#### Set exercise A
In the undo logs thread below, what does the message say ReadBuffer() might return?

#### Page text
········
Re: POC: Cleaning up orphaned files using undo logs

Thomas Munro Thu, 22 Aug 2019 23:04:58 -0700

On Wed, Aug 21, 2019 at 4:44 AM Andres Freund <and...@anarazel.de> wrote:
> On 2019-08-20 21:02:18 +1200, Thomas Munro wrote:
> > 1.  Anyone is allowed to try to read or write data at any UndoRecPtr
> > that has been allocated, through the buffer pool (though you'd usually
> > want to check it with UndoRecPtrIsDiscarded() first, and only rely on
> > the system I'm describing to deal with races).
> >
> > 2.  ReadBuffer() might return InvalidBuffer.  This can happen for a
> > cache miss, if the smgrread implementation wants to indicate that the
> > buffer has been discarded/truncated and that is expected (md.c won't
> > ever do that, but undofile.c can).
>
> Hm. This gives me a bit of a stomach ache. It somehow feels like a weird
> form of signalling.  Can't quite put my finger on why it makes me feel
> queasy.


Well, if we're going to allow concurrent access and discarding, there
has to be some part of the system where you can discover that the
thing you wanted is gone.  What's wrong with here?
········
#### Dataset excerpts
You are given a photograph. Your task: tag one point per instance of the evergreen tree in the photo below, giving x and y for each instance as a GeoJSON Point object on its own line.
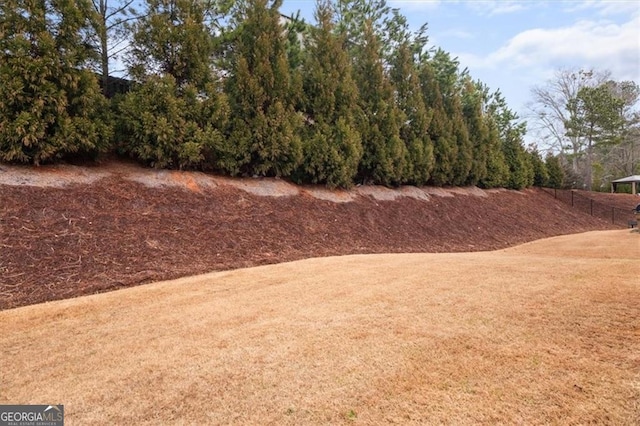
{"type": "Point", "coordinates": [440, 131]}
{"type": "Point", "coordinates": [173, 38]}
{"type": "Point", "coordinates": [448, 78]}
{"type": "Point", "coordinates": [497, 169]}
{"type": "Point", "coordinates": [331, 144]}
{"type": "Point", "coordinates": [264, 137]}
{"type": "Point", "coordinates": [50, 107]}
{"type": "Point", "coordinates": [520, 168]}
{"type": "Point", "coordinates": [166, 126]}
{"type": "Point", "coordinates": [110, 35]}
{"type": "Point", "coordinates": [555, 171]}
{"type": "Point", "coordinates": [384, 153]}
{"type": "Point", "coordinates": [414, 130]}
{"type": "Point", "coordinates": [540, 175]}
{"type": "Point", "coordinates": [176, 116]}
{"type": "Point", "coordinates": [479, 134]}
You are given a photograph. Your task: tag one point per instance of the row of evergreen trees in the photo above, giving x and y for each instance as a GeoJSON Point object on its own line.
{"type": "Point", "coordinates": [232, 87]}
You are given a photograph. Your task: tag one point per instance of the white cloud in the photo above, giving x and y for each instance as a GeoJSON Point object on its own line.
{"type": "Point", "coordinates": [604, 7]}
{"type": "Point", "coordinates": [415, 5]}
{"type": "Point", "coordinates": [597, 44]}
{"type": "Point", "coordinates": [497, 7]}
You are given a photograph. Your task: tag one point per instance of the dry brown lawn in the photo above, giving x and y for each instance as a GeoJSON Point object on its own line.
{"type": "Point", "coordinates": [543, 333]}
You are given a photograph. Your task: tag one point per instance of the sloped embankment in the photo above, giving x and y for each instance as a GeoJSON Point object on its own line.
{"type": "Point", "coordinates": [67, 231]}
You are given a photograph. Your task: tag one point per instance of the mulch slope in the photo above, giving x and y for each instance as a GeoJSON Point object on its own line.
{"type": "Point", "coordinates": [59, 243]}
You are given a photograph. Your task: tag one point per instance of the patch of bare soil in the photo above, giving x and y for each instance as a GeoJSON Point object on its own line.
{"type": "Point", "coordinates": [67, 231]}
{"type": "Point", "coordinates": [545, 333]}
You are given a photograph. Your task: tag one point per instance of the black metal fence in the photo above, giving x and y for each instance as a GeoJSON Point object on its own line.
{"type": "Point", "coordinates": [588, 205]}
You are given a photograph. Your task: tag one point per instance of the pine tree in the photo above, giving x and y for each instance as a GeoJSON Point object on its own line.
{"type": "Point", "coordinates": [50, 107]}
{"type": "Point", "coordinates": [176, 116]}
{"type": "Point", "coordinates": [540, 174]}
{"type": "Point", "coordinates": [520, 167]}
{"type": "Point", "coordinates": [331, 144]}
{"type": "Point", "coordinates": [555, 171]}
{"type": "Point", "coordinates": [448, 77]}
{"type": "Point", "coordinates": [440, 131]}
{"type": "Point", "coordinates": [414, 130]}
{"type": "Point", "coordinates": [167, 126]}
{"type": "Point", "coordinates": [497, 169]}
{"type": "Point", "coordinates": [172, 38]}
{"type": "Point", "coordinates": [479, 134]}
{"type": "Point", "coordinates": [384, 153]}
{"type": "Point", "coordinates": [264, 138]}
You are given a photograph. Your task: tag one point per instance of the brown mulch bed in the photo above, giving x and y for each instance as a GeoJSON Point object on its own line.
{"type": "Point", "coordinates": [59, 243]}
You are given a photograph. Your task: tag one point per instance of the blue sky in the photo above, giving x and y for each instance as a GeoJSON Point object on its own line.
{"type": "Point", "coordinates": [515, 45]}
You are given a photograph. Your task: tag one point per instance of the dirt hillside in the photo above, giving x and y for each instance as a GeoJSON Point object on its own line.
{"type": "Point", "coordinates": [68, 230]}
{"type": "Point", "coordinates": [546, 333]}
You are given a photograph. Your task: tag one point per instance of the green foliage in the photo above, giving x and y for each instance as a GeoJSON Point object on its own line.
{"type": "Point", "coordinates": [173, 38]}
{"type": "Point", "coordinates": [331, 144]}
{"type": "Point", "coordinates": [540, 174]}
{"type": "Point", "coordinates": [264, 138]}
{"type": "Point", "coordinates": [163, 126]}
{"type": "Point", "coordinates": [473, 101]}
{"type": "Point", "coordinates": [521, 172]}
{"type": "Point", "coordinates": [49, 106]}
{"type": "Point", "coordinates": [497, 168]}
{"type": "Point", "coordinates": [384, 153]}
{"type": "Point", "coordinates": [440, 132]}
{"type": "Point", "coordinates": [555, 171]}
{"type": "Point", "coordinates": [414, 130]}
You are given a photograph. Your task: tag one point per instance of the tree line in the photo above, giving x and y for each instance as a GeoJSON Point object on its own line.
{"type": "Point", "coordinates": [592, 123]}
{"type": "Point", "coordinates": [233, 87]}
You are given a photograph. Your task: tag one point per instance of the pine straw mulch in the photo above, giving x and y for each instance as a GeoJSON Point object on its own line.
{"type": "Point", "coordinates": [60, 243]}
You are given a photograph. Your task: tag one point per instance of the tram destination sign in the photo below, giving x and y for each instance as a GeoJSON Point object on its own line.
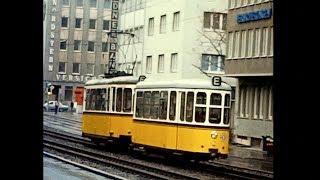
{"type": "Point", "coordinates": [216, 81]}
{"type": "Point", "coordinates": [254, 16]}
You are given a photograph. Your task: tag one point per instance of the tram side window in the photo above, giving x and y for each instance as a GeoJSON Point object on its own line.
{"type": "Point", "coordinates": [215, 99]}
{"type": "Point", "coordinates": [163, 105]}
{"type": "Point", "coordinates": [147, 104]}
{"type": "Point", "coordinates": [215, 113]}
{"type": "Point", "coordinates": [200, 112]}
{"type": "Point", "coordinates": [119, 99]}
{"type": "Point", "coordinates": [226, 114]}
{"type": "Point", "coordinates": [108, 99]}
{"type": "Point", "coordinates": [172, 109]}
{"type": "Point", "coordinates": [88, 99]}
{"type": "Point", "coordinates": [102, 100]}
{"type": "Point", "coordinates": [155, 104]}
{"type": "Point", "coordinates": [182, 106]}
{"type": "Point", "coordinates": [189, 109]}
{"type": "Point", "coordinates": [139, 105]}
{"type": "Point", "coordinates": [127, 100]}
{"type": "Point", "coordinates": [113, 98]}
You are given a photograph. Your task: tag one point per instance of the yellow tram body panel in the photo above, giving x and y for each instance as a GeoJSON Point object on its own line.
{"type": "Point", "coordinates": [155, 134]}
{"type": "Point", "coordinates": [198, 139]}
{"type": "Point", "coordinates": [107, 125]}
{"type": "Point", "coordinates": [195, 139]}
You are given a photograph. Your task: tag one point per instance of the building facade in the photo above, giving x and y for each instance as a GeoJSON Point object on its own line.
{"type": "Point", "coordinates": [130, 41]}
{"type": "Point", "coordinates": [250, 59]}
{"type": "Point", "coordinates": [75, 44]}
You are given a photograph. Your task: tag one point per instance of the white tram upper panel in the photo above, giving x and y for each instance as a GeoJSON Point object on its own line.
{"type": "Point", "coordinates": [183, 83]}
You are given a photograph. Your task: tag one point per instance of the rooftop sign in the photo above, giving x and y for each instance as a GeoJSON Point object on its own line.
{"type": "Point", "coordinates": [254, 16]}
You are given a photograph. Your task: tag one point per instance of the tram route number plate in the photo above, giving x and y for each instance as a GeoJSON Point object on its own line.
{"type": "Point", "coordinates": [216, 81]}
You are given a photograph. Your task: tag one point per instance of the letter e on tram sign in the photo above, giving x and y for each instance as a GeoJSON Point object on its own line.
{"type": "Point", "coordinates": [216, 81]}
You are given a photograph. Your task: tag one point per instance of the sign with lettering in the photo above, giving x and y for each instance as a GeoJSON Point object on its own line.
{"type": "Point", "coordinates": [73, 78]}
{"type": "Point", "coordinates": [113, 36]}
{"type": "Point", "coordinates": [254, 16]}
{"type": "Point", "coordinates": [52, 28]}
{"type": "Point", "coordinates": [216, 81]}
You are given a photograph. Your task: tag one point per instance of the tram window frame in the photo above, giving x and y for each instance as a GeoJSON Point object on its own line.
{"type": "Point", "coordinates": [139, 104]}
{"type": "Point", "coordinates": [155, 104]}
{"type": "Point", "coordinates": [108, 99]}
{"type": "Point", "coordinates": [172, 105]}
{"type": "Point", "coordinates": [200, 107]}
{"type": "Point", "coordinates": [127, 100]}
{"type": "Point", "coordinates": [163, 108]}
{"type": "Point", "coordinates": [119, 98]}
{"type": "Point", "coordinates": [190, 109]}
{"type": "Point", "coordinates": [213, 106]}
{"type": "Point", "coordinates": [147, 103]}
{"type": "Point", "coordinates": [182, 105]}
{"type": "Point", "coordinates": [226, 109]}
{"type": "Point", "coordinates": [212, 101]}
{"type": "Point", "coordinates": [88, 99]}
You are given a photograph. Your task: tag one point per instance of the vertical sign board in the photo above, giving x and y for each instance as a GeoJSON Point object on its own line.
{"type": "Point", "coordinates": [52, 28]}
{"type": "Point", "coordinates": [113, 36]}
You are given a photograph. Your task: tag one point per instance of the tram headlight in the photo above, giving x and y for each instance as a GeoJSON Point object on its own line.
{"type": "Point", "coordinates": [214, 134]}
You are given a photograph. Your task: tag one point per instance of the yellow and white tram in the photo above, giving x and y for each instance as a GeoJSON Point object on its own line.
{"type": "Point", "coordinates": [108, 111]}
{"type": "Point", "coordinates": [182, 116]}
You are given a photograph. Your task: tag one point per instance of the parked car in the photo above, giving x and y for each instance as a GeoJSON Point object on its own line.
{"type": "Point", "coordinates": [50, 106]}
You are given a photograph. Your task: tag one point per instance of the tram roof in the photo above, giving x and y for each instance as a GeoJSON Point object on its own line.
{"type": "Point", "coordinates": [115, 80]}
{"type": "Point", "coordinates": [183, 83]}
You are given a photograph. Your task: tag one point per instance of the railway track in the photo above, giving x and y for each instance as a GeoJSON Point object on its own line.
{"type": "Point", "coordinates": [142, 170]}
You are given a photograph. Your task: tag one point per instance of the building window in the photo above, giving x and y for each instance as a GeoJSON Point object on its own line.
{"type": "Point", "coordinates": [215, 20]}
{"type": "Point", "coordinates": [107, 4]}
{"type": "Point", "coordinates": [63, 44]}
{"type": "Point", "coordinates": [250, 43]}
{"type": "Point", "coordinates": [243, 43]}
{"type": "Point", "coordinates": [230, 45]}
{"type": "Point", "coordinates": [232, 4]}
{"type": "Point", "coordinates": [150, 26]}
{"type": "Point", "coordinates": [163, 24]}
{"type": "Point", "coordinates": [92, 24]}
{"type": "Point", "coordinates": [161, 63]}
{"type": "Point", "coordinates": [257, 42]}
{"type": "Point", "coordinates": [77, 44]}
{"type": "Point", "coordinates": [174, 62]}
{"type": "Point", "coordinates": [76, 68]}
{"type": "Point", "coordinates": [62, 67]}
{"type": "Point", "coordinates": [176, 19]}
{"type": "Point", "coordinates": [104, 47]}
{"type": "Point", "coordinates": [149, 64]}
{"type": "Point", "coordinates": [78, 23]}
{"type": "Point", "coordinates": [93, 3]}
{"type": "Point", "coordinates": [212, 63]}
{"type": "Point", "coordinates": [65, 2]}
{"type": "Point", "coordinates": [207, 20]}
{"type": "Point", "coordinates": [238, 3]}
{"type": "Point", "coordinates": [265, 40]}
{"type": "Point", "coordinates": [106, 24]}
{"type": "Point", "coordinates": [64, 22]}
{"type": "Point", "coordinates": [79, 3]}
{"type": "Point", "coordinates": [90, 69]}
{"type": "Point", "coordinates": [236, 44]}
{"type": "Point", "coordinates": [91, 46]}
{"type": "Point", "coordinates": [271, 42]}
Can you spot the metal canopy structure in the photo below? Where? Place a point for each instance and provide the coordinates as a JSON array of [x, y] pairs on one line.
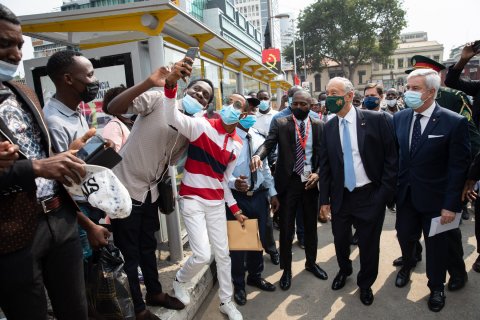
[[103, 26]]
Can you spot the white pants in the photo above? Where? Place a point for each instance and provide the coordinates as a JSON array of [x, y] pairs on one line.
[[203, 223]]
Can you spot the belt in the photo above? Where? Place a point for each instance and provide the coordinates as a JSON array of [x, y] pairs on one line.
[[51, 204]]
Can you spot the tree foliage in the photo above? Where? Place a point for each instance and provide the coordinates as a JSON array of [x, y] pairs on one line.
[[349, 32]]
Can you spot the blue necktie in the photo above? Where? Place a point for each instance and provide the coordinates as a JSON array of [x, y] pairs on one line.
[[348, 170], [416, 134]]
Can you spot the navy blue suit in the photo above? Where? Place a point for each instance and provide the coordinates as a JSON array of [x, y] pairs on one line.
[[429, 180]]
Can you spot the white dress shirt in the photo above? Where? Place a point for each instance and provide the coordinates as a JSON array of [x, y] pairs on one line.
[[427, 114], [361, 177]]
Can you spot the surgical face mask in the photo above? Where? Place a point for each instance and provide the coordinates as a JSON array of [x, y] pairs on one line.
[[191, 105], [371, 102], [335, 103], [264, 105], [392, 103], [413, 99], [90, 92], [248, 121], [229, 115], [7, 70]]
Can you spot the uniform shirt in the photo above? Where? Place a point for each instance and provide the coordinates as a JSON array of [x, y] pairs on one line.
[[151, 145], [21, 123], [64, 124], [211, 158], [264, 176], [263, 121], [427, 114], [361, 177]]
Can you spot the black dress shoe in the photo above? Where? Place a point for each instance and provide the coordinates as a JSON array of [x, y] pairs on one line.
[[366, 296], [261, 284], [476, 265], [317, 271], [436, 301], [403, 277], [457, 282], [339, 281], [286, 280], [275, 257], [240, 296]]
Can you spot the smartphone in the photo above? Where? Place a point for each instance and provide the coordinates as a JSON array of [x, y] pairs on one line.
[[476, 46], [192, 54], [93, 145]]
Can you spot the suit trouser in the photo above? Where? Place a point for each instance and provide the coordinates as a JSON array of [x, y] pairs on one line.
[[367, 214], [254, 207], [53, 261], [135, 237], [204, 223], [410, 223], [290, 199]]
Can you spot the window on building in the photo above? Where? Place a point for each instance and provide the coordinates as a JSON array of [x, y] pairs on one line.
[[362, 76], [400, 63], [318, 82]]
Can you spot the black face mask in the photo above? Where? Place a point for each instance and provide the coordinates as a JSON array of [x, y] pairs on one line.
[[90, 92], [300, 114]]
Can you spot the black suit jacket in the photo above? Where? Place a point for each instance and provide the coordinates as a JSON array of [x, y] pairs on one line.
[[282, 132], [436, 171], [376, 144]]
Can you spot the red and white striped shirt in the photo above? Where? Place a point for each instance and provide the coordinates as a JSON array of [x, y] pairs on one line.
[[211, 159]]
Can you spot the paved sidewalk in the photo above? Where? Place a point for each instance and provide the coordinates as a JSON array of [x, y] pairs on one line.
[[311, 298]]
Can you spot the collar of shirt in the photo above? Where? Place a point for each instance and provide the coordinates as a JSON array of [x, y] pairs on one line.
[[63, 109], [426, 113]]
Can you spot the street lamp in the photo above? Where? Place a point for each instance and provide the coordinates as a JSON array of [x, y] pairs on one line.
[[283, 16]]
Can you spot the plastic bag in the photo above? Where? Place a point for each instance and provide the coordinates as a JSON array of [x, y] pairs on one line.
[[108, 293]]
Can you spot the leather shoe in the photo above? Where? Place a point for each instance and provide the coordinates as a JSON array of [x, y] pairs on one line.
[[240, 296], [162, 299], [339, 281], [286, 280], [436, 301], [457, 282], [476, 265], [366, 296], [317, 271], [146, 315], [403, 277], [261, 284], [275, 258]]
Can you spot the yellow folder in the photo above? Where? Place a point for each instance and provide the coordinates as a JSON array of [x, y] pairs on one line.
[[244, 238]]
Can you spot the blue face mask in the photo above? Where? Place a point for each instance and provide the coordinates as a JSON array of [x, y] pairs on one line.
[[248, 121], [264, 105], [7, 70], [371, 102], [413, 99], [229, 115], [191, 105]]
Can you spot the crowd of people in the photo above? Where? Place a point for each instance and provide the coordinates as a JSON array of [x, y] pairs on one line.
[[342, 157]]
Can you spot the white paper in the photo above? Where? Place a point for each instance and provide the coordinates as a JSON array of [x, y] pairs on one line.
[[436, 227]]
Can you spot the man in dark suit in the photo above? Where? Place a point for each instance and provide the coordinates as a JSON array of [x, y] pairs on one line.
[[434, 154], [358, 170], [39, 244], [296, 175]]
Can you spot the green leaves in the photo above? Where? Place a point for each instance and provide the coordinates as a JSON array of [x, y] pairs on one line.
[[348, 32]]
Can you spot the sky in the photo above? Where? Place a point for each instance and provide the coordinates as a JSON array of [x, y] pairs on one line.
[[450, 22]]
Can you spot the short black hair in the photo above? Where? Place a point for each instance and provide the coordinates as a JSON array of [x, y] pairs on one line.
[[59, 62], [7, 15], [204, 80], [109, 95]]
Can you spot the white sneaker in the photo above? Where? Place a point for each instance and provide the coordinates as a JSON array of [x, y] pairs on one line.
[[181, 291], [231, 311]]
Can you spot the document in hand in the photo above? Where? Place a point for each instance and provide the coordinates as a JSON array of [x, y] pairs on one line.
[[436, 227], [244, 238]]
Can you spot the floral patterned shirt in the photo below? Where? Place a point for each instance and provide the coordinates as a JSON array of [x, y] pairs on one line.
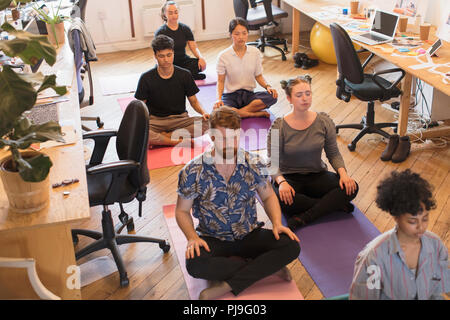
[[226, 211]]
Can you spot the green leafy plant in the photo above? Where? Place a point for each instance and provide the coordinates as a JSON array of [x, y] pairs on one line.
[[51, 19], [18, 93]]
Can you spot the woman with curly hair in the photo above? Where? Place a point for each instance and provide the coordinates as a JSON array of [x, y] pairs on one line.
[[407, 262]]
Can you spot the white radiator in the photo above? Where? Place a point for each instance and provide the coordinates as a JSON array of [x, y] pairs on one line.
[[152, 20]]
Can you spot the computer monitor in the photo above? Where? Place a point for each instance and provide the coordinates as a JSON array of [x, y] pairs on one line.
[[385, 23]]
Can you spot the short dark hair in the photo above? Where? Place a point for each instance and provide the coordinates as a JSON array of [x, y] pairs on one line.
[[289, 84], [162, 42], [164, 7], [236, 22], [225, 117], [404, 192]]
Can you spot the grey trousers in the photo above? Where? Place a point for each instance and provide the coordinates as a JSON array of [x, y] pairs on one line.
[[180, 125]]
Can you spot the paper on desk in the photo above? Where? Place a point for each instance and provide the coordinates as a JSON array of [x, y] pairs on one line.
[[69, 136]]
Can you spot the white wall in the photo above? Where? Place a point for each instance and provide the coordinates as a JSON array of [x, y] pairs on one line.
[[113, 31], [109, 22]]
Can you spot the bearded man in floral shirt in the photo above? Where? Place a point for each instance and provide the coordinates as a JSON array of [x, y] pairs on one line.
[[220, 186]]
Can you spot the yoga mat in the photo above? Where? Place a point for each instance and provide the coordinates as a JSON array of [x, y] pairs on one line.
[[211, 78], [162, 157], [329, 248], [255, 130], [111, 85], [270, 288]]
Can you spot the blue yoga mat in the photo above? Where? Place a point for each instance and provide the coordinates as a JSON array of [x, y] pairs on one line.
[[329, 248]]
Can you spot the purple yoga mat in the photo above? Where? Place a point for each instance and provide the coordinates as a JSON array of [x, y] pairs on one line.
[[329, 248], [255, 130]]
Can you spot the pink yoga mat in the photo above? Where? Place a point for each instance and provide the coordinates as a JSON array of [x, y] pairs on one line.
[[161, 157], [270, 288], [211, 78], [255, 130]]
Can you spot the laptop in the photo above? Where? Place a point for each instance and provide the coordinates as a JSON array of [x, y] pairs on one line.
[[382, 30]]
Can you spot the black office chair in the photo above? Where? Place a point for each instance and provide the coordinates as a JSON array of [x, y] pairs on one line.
[[366, 87], [257, 17], [120, 181]]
········
#### Set exercise B
Rewrite only the lines in the records from the one with "Can you spot the collar" up to and including the one with "[[283, 16]]", replacing "street lamp" with "lamp post" and changing nothing else.

#### Full response A
InvalidBuffer

#### Full response B
Can you spot the collar of shirt in the photo above? Where? Place a point for each instance and provide the coordinates as a JSON array of [x, y] pairs on one line.
[[63, 109], [426, 113]]
Can you spot the lamp post in the photo above? Where? Place a point for each instance and provide the coordinates as a JSON array of [x, y] pairs on one line.
[[283, 16]]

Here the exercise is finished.